> [Problem to solve]
Write every record out again exactly as given.

+===+

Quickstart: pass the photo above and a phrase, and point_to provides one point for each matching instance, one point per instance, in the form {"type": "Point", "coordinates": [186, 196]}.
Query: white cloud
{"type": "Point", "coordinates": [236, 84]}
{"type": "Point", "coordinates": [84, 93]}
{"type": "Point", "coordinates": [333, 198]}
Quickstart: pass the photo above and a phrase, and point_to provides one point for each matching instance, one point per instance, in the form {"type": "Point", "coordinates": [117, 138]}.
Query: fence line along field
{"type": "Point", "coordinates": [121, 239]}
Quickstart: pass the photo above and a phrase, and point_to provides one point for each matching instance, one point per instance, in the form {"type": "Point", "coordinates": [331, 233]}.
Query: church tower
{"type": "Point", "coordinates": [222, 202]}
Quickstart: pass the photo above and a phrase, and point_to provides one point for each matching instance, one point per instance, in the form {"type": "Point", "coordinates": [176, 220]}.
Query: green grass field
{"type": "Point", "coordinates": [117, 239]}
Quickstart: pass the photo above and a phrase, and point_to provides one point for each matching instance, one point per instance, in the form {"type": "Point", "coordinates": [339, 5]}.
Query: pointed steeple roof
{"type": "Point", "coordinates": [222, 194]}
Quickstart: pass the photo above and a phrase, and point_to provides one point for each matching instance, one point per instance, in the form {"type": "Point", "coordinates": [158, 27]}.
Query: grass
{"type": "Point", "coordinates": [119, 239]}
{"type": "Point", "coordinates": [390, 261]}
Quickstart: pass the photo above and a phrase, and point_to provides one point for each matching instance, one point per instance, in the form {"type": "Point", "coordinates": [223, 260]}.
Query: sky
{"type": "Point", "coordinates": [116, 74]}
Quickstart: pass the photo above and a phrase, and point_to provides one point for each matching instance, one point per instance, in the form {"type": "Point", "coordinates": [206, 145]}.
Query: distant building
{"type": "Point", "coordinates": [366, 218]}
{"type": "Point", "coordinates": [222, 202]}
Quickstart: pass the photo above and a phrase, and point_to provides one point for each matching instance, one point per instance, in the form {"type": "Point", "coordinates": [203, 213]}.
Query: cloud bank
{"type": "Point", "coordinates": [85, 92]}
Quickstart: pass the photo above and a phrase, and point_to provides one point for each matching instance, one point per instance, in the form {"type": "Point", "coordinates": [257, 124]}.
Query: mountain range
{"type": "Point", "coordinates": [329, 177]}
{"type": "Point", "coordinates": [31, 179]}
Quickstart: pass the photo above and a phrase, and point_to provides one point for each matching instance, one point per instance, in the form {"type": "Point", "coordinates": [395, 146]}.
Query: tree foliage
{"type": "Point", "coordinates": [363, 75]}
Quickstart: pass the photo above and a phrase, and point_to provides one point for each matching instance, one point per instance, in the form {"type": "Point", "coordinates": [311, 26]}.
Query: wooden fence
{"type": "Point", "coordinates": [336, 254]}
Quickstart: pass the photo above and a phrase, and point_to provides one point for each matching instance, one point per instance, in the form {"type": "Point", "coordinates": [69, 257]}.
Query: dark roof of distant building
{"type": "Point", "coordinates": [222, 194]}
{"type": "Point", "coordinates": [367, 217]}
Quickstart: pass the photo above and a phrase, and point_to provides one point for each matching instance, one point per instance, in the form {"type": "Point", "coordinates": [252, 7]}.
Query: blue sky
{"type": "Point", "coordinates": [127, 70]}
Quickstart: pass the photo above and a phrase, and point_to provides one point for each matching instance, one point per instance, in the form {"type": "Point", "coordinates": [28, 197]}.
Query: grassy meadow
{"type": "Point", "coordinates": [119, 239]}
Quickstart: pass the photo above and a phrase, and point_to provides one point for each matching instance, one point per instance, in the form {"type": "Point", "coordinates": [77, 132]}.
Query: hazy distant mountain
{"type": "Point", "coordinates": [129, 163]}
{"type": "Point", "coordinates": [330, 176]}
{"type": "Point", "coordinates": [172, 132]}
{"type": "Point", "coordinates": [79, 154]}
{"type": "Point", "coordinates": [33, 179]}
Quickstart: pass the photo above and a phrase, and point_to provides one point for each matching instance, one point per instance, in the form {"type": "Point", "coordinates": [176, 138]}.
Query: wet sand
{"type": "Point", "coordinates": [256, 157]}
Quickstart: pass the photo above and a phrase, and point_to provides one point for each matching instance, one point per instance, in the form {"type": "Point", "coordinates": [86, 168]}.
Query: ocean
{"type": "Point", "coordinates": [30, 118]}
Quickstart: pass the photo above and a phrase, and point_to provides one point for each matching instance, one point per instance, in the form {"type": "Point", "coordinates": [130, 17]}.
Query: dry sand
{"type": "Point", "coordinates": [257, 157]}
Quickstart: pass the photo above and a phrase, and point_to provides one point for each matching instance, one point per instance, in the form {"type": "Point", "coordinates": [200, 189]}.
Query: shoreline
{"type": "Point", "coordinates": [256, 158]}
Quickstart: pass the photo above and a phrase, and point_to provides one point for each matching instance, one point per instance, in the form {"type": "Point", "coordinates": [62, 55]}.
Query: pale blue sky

+===+

> [Exercise output]
Quickstart: pass the photo above and a phrase, and point_to provides one point for each matching instance, one point per instance, in the form {"type": "Point", "coordinates": [186, 196]}.
Query: white cloud
{"type": "Point", "coordinates": [236, 84]}
{"type": "Point", "coordinates": [84, 93]}
{"type": "Point", "coordinates": [333, 198]}
Quickstart: pass the photo above and a phrase, and point_to provides one point for each matching instance, one point per instance, in the form {"type": "Point", "coordinates": [117, 138]}.
Query: fence line along field
{"type": "Point", "coordinates": [121, 239]}
Quickstart: pass the photo above and a phrase, and point_to provides one point for each matching instance, one point per instance, in the form {"type": "Point", "coordinates": [331, 233]}.
Query: church tower
{"type": "Point", "coordinates": [222, 202]}
Quickstart: pass the photo above and a phrase, and point_to provides one point for each matching instance, one point per instance, in the form {"type": "Point", "coordinates": [176, 220]}.
Query: green grass field
{"type": "Point", "coordinates": [117, 239]}
Quickstart: pass the photo above and a phrase, and point_to provides one point for each matching instance, one point per instance, in the form {"type": "Point", "coordinates": [339, 5]}.
Query: pointed steeple roof
{"type": "Point", "coordinates": [222, 194]}
Quickstart: pass the photo above and a phrase, and point_to provides one point for each matching instance, one point per instance, in the form {"type": "Point", "coordinates": [158, 27]}.
Query: grass
{"type": "Point", "coordinates": [119, 239]}
{"type": "Point", "coordinates": [390, 261]}
Quickstart: pass the photo above and a phrase, and point_to provides one point for each matching instance, one point per instance, in the form {"type": "Point", "coordinates": [223, 260]}.
Query: sky
{"type": "Point", "coordinates": [116, 74]}
Quickstart: pass the photo above and a phrase, and point_to provides one point for each matching instance, one point per instance, in the form {"type": "Point", "coordinates": [206, 145]}.
Query: distant building
{"type": "Point", "coordinates": [366, 218]}
{"type": "Point", "coordinates": [222, 202]}
Quickstart: pass the photo above and a phrase, and point_to provides one point for each matching instance, one point per instance, in the form {"type": "Point", "coordinates": [203, 213]}.
Query: cloud bank
{"type": "Point", "coordinates": [85, 92]}
Quickstart: pass the photo above and a phrase, and point_to provides one point for each matching instance, one point per instance, in the form {"type": "Point", "coordinates": [257, 124]}.
Query: mountain range
{"type": "Point", "coordinates": [329, 177]}
{"type": "Point", "coordinates": [31, 179]}
Quickstart: pass the photo above and a phrase, and point_to provides one point for each matching instance, one point per instance, in the form {"type": "Point", "coordinates": [395, 146]}.
Query: tree foliage
{"type": "Point", "coordinates": [363, 75]}
Quickstart: pass the photo above and a phrase, and point_to provides one point for each matching instance, one point per instance, in the form {"type": "Point", "coordinates": [311, 26]}.
Query: wooden fence
{"type": "Point", "coordinates": [336, 254]}
Quickstart: pass the photo above and a phrase, and point_to provides one point for each matching instance, one point per instance, in the form {"type": "Point", "coordinates": [69, 257]}.
Query: dark roof of distant building
{"type": "Point", "coordinates": [222, 194]}
{"type": "Point", "coordinates": [367, 217]}
Quickstart: pass the photo above and a phrase, and point_to provides one point for each matching instance, one point per instance, in the form {"type": "Point", "coordinates": [252, 7]}.
Query: blue sky
{"type": "Point", "coordinates": [127, 70]}
Quickstart: pass the photo above and a phrase, and point_to provides one point for each matching instance, one point per instance, in the form {"type": "Point", "coordinates": [28, 197]}.
Query: grassy meadow
{"type": "Point", "coordinates": [119, 239]}
Quickstart: pass the photo above and a phrase, and point_to provides one point for each matching instance, one point per instance, in the form {"type": "Point", "coordinates": [77, 132]}.
Query: hazy distant mountain
{"type": "Point", "coordinates": [129, 163]}
{"type": "Point", "coordinates": [330, 176]}
{"type": "Point", "coordinates": [172, 132]}
{"type": "Point", "coordinates": [79, 154]}
{"type": "Point", "coordinates": [33, 179]}
Quickstart: pass the photo above and a phrase, and point_to provides one point for each matching instance, one point per instance, in the form {"type": "Point", "coordinates": [176, 138]}.
Query: wet sand
{"type": "Point", "coordinates": [256, 157]}
Quickstart: pass the photo above and a phrase, and point_to provides one point for each matching instance, one point per instance, in the form {"type": "Point", "coordinates": [86, 168]}.
Query: ocean
{"type": "Point", "coordinates": [30, 118]}
Quickstart: pass the photo above and a phrase, and point_to provides one point for each matching instance, one point per instance, in the form {"type": "Point", "coordinates": [130, 17]}.
Query: dry sand
{"type": "Point", "coordinates": [257, 157]}
Quickstart: pass the photo above and a phrase, and point_to provides one point for each matching instance, one point per instance, in the form {"type": "Point", "coordinates": [200, 189]}.
Query: shoreline
{"type": "Point", "coordinates": [256, 158]}
Quickstart: pass the photo above and a phrase, and point_to provides one point for each matching instance, one point per instance, in the form {"type": "Point", "coordinates": [62, 55]}.
Query: pale blue sky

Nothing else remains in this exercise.